WORK TO COMPLETE
Restate word for word, and only, the lines that extend from the line containing "[locate] woman with" through the end of the records below.

[Recorded data]
========================

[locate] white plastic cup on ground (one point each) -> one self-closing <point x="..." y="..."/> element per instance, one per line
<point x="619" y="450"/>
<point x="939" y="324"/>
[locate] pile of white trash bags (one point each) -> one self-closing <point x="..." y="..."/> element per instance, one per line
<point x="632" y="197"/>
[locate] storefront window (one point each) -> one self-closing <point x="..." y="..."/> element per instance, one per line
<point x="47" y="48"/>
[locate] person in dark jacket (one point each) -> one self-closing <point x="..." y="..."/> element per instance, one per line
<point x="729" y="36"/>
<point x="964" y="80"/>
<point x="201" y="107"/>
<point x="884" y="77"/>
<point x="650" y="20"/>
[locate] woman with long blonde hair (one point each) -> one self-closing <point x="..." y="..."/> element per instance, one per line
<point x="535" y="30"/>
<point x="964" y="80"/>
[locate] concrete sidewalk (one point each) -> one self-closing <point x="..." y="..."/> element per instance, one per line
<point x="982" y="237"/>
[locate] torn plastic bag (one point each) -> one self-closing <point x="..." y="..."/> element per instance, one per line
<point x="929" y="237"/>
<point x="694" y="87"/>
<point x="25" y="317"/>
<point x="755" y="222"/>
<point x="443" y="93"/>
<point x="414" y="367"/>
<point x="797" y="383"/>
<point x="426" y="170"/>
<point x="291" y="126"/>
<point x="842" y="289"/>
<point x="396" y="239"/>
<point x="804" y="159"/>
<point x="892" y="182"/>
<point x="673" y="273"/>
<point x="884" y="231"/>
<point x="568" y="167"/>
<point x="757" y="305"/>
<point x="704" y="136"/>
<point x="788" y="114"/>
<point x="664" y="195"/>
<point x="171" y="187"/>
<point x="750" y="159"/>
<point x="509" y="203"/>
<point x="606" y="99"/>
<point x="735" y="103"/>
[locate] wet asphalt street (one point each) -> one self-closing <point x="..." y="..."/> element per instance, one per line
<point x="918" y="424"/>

========================

WRITTEN RESPONSE
[locate] woman with long blonde hair (one point each) -> one self-closing <point x="..." y="..."/> element per instance, one per line
<point x="535" y="30"/>
<point x="964" y="80"/>
[locate] concrete sidewalk (one point each) -> one self-closing <point x="..." y="..."/> element per instance, one per line
<point x="982" y="237"/>
[locate] torn plastic bag (one point each) -> one self-closing <point x="..." y="..."/> element per instance, one per line
<point x="929" y="237"/>
<point x="694" y="87"/>
<point x="25" y="317"/>
<point x="755" y="222"/>
<point x="443" y="93"/>
<point x="414" y="367"/>
<point x="797" y="383"/>
<point x="426" y="170"/>
<point x="291" y="126"/>
<point x="842" y="289"/>
<point x="396" y="239"/>
<point x="804" y="159"/>
<point x="892" y="182"/>
<point x="673" y="273"/>
<point x="884" y="231"/>
<point x="568" y="167"/>
<point x="757" y="305"/>
<point x="704" y="136"/>
<point x="788" y="114"/>
<point x="664" y="195"/>
<point x="171" y="187"/>
<point x="750" y="159"/>
<point x="509" y="203"/>
<point x="606" y="99"/>
<point x="735" y="103"/>
[locate] wet asphalt street (one point each) -> one self-closing <point x="..." y="..."/> element per instance, one per line
<point x="918" y="424"/>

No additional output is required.